- Exercise directions
Set down, word for word, the part of the passage on copper mining in Chile that opens with the words containing "Chile is the" and closes with "the state's income.)".

- Document passage
________________________________________

Chile is the world's largest producer of copper and has been so uninterruptedly since 1983. This activity provides a substantial part of the Chilean state's revenue: slightly less than 6% in 2020, with state-owned copper company Codelco alone generating 2.6% of state revenue. (Note: From 2001 to 2014 Codelco alone stood for 10% of the state's income.)

Mining of copper in Chile is done chiefly on large and giant low-grade porphyry copper deposits which are primarily mined by the following companies; Codelco, BHP, Antofagasta Minerals, Anglo American and Glencore. Together these companies stood for 83.6% of the copper output in Chile in 2019 and many copper mining companies are joint ventures involving one at least one of these. Medium-scale mining in Chile, which focuses mainly on copper, produced about 4.5% of the copper mined in the country from 2017 to 2021. Copper is also the main product of small-scale mining in Chile, with about 95% of small-scale miners working in copper mining. (Note: The fact that most small-scale mining in Chile focus on copper, which means handling large volumes difficult to smuggle or hide has been thought to be a contributing factor to the low levels of illegal mining in Chile.) One estimate puts the number of active copper mines in Chile in 2023 at 67. In the 2015–2025 period 86–91% of the annual copper production in Chile has been mined in open pits and the remainder in underground mines.

________________________________________

- Extracted entries

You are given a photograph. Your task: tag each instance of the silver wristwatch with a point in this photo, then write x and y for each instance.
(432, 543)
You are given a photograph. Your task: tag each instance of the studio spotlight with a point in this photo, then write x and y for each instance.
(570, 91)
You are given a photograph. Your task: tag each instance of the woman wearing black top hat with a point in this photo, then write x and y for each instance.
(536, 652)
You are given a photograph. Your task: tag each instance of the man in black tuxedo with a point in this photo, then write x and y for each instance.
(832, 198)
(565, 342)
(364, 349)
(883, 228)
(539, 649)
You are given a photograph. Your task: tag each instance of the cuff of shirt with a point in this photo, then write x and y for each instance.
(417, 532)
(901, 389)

________________________________________

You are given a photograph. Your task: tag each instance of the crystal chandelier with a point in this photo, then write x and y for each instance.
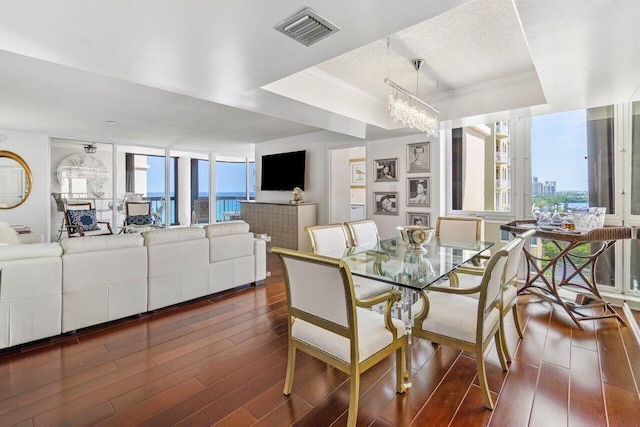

________________________________________

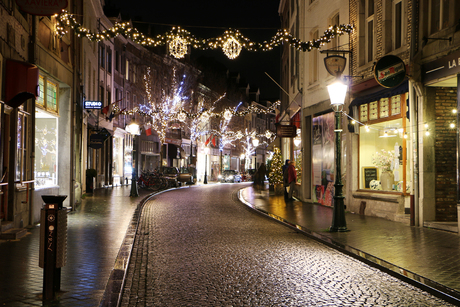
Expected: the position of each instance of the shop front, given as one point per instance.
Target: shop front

________________________________________

- Your solution
Chile is the world's largest producer of copper and has been so uninterruptedly since 1983. This activity provides a substantial part of the Chilean state's revenue: slightly less than 6% in 2020, with state-owned copper company Codelco alone generating 2.6% of state revenue. (Note: From 2001 to 2014 Codelco alone stood for 10% of the state's income.)